Extracted records section start

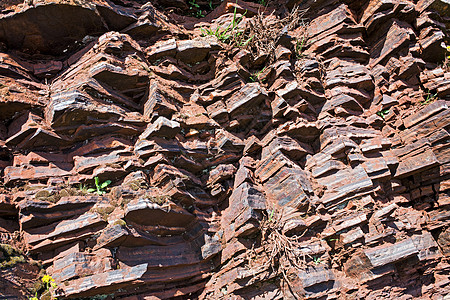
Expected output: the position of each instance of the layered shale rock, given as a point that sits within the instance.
(311, 165)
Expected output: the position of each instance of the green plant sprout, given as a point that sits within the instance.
(99, 188)
(383, 113)
(230, 33)
(49, 282)
(271, 215)
(194, 6)
(255, 76)
(299, 47)
(430, 98)
(317, 260)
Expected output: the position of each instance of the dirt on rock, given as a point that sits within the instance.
(178, 149)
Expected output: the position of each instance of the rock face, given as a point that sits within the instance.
(319, 172)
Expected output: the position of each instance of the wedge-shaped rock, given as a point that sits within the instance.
(162, 127)
(249, 96)
(416, 163)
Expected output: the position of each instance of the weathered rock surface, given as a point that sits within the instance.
(341, 145)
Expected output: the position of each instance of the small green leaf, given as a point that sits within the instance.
(105, 184)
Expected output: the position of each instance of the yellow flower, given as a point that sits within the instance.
(47, 279)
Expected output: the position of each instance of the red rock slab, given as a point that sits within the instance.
(29, 172)
(102, 283)
(148, 212)
(52, 34)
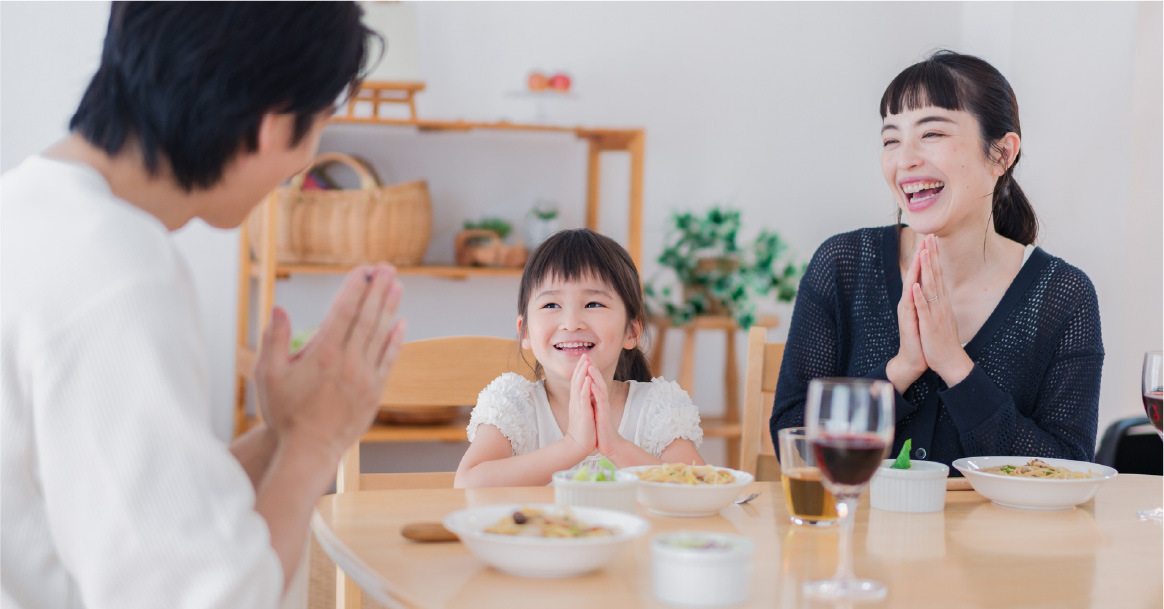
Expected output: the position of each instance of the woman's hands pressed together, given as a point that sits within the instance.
(936, 321)
(324, 397)
(927, 324)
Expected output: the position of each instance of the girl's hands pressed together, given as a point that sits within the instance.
(605, 426)
(581, 426)
(910, 362)
(936, 321)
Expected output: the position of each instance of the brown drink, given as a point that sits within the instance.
(808, 501)
(804, 496)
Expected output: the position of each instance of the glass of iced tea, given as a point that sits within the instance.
(808, 501)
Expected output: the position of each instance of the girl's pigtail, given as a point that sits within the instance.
(633, 366)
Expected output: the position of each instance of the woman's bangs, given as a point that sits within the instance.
(921, 85)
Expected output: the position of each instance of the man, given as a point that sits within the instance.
(115, 491)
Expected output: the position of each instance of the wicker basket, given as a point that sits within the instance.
(373, 224)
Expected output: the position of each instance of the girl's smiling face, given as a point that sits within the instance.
(935, 163)
(567, 319)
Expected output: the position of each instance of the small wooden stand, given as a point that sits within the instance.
(377, 92)
(729, 426)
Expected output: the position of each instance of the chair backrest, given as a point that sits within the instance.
(757, 454)
(1131, 446)
(435, 373)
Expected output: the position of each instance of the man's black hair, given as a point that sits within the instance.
(187, 83)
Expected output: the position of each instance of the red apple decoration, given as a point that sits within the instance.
(537, 82)
(560, 82)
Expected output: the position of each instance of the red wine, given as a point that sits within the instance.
(849, 459)
(1152, 406)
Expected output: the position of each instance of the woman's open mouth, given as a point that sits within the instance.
(574, 347)
(920, 195)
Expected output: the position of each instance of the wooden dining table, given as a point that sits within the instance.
(974, 553)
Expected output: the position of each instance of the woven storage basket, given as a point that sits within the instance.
(373, 224)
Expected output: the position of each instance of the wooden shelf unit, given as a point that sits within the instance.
(265, 270)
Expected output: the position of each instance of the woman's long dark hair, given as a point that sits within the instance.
(579, 253)
(957, 82)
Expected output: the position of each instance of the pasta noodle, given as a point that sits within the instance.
(529, 522)
(1038, 468)
(686, 474)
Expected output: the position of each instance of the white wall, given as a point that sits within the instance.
(771, 107)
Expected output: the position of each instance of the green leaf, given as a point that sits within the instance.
(902, 461)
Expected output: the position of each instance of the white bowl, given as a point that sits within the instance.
(668, 498)
(612, 495)
(694, 576)
(541, 557)
(918, 489)
(1033, 493)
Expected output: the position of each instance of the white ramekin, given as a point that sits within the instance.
(918, 489)
(697, 576)
(614, 495)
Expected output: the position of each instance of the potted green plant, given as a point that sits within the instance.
(717, 276)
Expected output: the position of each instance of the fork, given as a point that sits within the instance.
(747, 498)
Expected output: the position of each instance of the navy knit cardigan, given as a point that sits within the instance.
(1034, 389)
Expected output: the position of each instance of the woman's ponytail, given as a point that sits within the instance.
(1014, 218)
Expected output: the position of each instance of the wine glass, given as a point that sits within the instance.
(1152, 387)
(850, 425)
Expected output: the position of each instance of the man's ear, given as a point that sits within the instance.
(275, 132)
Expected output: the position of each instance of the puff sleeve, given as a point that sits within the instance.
(668, 415)
(506, 403)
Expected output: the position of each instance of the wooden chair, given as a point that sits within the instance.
(757, 454)
(431, 373)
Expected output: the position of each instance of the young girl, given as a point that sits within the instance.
(993, 345)
(580, 311)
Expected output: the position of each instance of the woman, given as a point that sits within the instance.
(992, 345)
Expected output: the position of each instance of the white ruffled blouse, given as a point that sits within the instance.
(655, 415)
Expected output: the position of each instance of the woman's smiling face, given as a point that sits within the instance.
(934, 162)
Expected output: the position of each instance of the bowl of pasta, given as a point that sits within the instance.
(679, 489)
(544, 540)
(1034, 483)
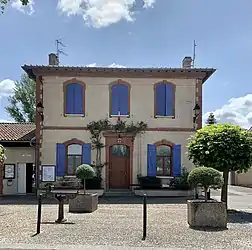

Extracted records section end

Problem statement :: The answer must reproduce every line of the records above exactly, with all pictures left out.

Solution for this task ::
Expected output: the position of each instance of the layered shale rock, given as a point that sits within the instance.
(311, 165)
Expected output: the position of each instance of the green plant sprout, given as a point that sits within the instance.
(99, 188)
(383, 113)
(230, 33)
(49, 282)
(271, 215)
(194, 6)
(255, 76)
(299, 47)
(430, 98)
(317, 260)
Expected output: the position of each instance of the dirt on rock, given as a point that sits within the instance.
(178, 149)
Expected output: the position of each instance of the rock face, given as a point that sits within the instance.
(319, 172)
Expected output: the position of each instance of the wedge-shaped rock, given as a point that sits within the instance.
(162, 127)
(249, 96)
(416, 163)
Expected output: the position of each instance of the weathered rock surface, given as a point that sits within the instance.
(341, 145)
Expected output: the position of each instance of the small green leaf, given as a point that sits within the instance.
(105, 184)
Expected output: the position of each instance of the yellow flower, given as a point that sits within the instance.
(47, 279)
Expected output: the position of each instance of the red rock slab, given as a point that sits within the instance.
(29, 172)
(102, 283)
(148, 212)
(52, 34)
Expected output: the position of each instance of the woman's hands pressed together, given as a point that sits within the instance.
(936, 321)
(324, 397)
(927, 324)
Expected output: the position of each instance of the girl's hands pressed together, given as a point that sits within the instance.
(605, 426)
(581, 426)
(910, 362)
(936, 321)
Expected output: the position of each instance of the brown drink, given as a point that sits within the instance.
(808, 501)
(804, 496)
Expected output: the position of each instance of the glass of iced tea, given as a point that sits within the instance.
(808, 501)
Expected output: the position of each instance of the girl's pigtail, given as a point that sits within the instance.
(633, 366)
Expected output: the position of each instance of the woman's bangs, given as a point that sits within the instance.
(921, 85)
Expected output: the position of each instance of the man, given as a point that sits within the instance.
(115, 491)
Expected output: the position of each instance of the wicker basket, given as a point that sits within the instance.
(373, 224)
Expected output: the position of each instance of the girl's smiling face, given as a point that sits within the instance.
(935, 163)
(567, 319)
Expected output: the position of each instance of the small wooden stand, given as a point that sits within the instance.
(377, 92)
(729, 426)
Expected output: the position of each instance of the chair backrest, given as a point that sits within the instance.
(757, 454)
(1131, 446)
(435, 373)
Expected output: the position of each instance of the man's black hair, given as a point that sits within the instance.
(187, 83)
Expected output: the position of each instance of the red apple decoration, given as a point that sits within the instance.
(537, 82)
(560, 82)
Expected output: the position of each instance of the red wine, given as a point that sits within the instance.
(849, 459)
(1152, 406)
Expected output: the position of each instance of the woman's open mouth, given as a point that sits within the instance.
(574, 347)
(920, 195)
Expected output: the position of each instance of the wooden dining table, given as a point that sits within the instance.
(974, 553)
Expected output: the position of each instance of the woven storage basket, given as a point that sits within the instance.
(373, 224)
Expected output: the position of each instance of the wooden shelf unit, given as a point that sits within the instance.
(265, 270)
Expected output: the position of each instance of the woman's long dark hair, given as a point that sits within the instance.
(579, 253)
(957, 82)
Expected output: the position of each instance of the pasta noodle, given as a point that sits within the instance.
(529, 522)
(1038, 468)
(686, 474)
Expected output: the position of each instance of the white wall, given as a point that sits within the instance.
(771, 107)
Expected output: the position of each instance of the green leaf, given as a point that sits within the instance.
(902, 461)
Expected output: the position of each instance of the white bowl, given as a point that sits within the instance.
(668, 498)
(612, 495)
(694, 576)
(541, 557)
(918, 489)
(1033, 493)
Expected output: the position of each instance of the white ramekin, given as a point that sits within the instance.
(918, 489)
(697, 576)
(614, 495)
Expected output: the position of each instance of the potted green plant, given as a point that sits within the instance.
(717, 276)
Expected output: the position of each instance of the fork, given as a point that sits within the instance.
(747, 498)
Expected output: the position of each instance of the navy knit cardigan, given as a point that sits within the instance.
(1034, 389)
Expected output: the position of each instance of the woman's ponytail, given as a point that sits within the instance.
(1014, 218)
Expected output: the position of each instance of the wine glass, given as a point that sits within the instance.
(1152, 387)
(850, 425)
Expected output: the position of each instance of the man's ear, given as a point that sits within the instance.
(275, 132)
Expected output: the position of each instance of the puff sleeve, given as a point that sits within the instance.
(668, 415)
(506, 403)
Expected output: the position of each instance of the wooden chair, given as a point that sits within the instance.
(757, 454)
(431, 373)
Expected output: the position of each instance of the young girl, given as a point that sits within the instance.
(993, 345)
(580, 311)
Expected output: the position of each instance of the woman, given as a point that sits within the instance.
(992, 345)
Expected output: the position of each instance of the white ruffled blouse, given as a point that sits within the instance.
(655, 415)
Expected output: the position of each instance of the woman's smiling face, given as a point that sits within the instance.
(934, 162)
Expected output: the position of each instance of the bowl of pasta, given as a point that sits within the instance.
(679, 489)
(544, 540)
(1034, 483)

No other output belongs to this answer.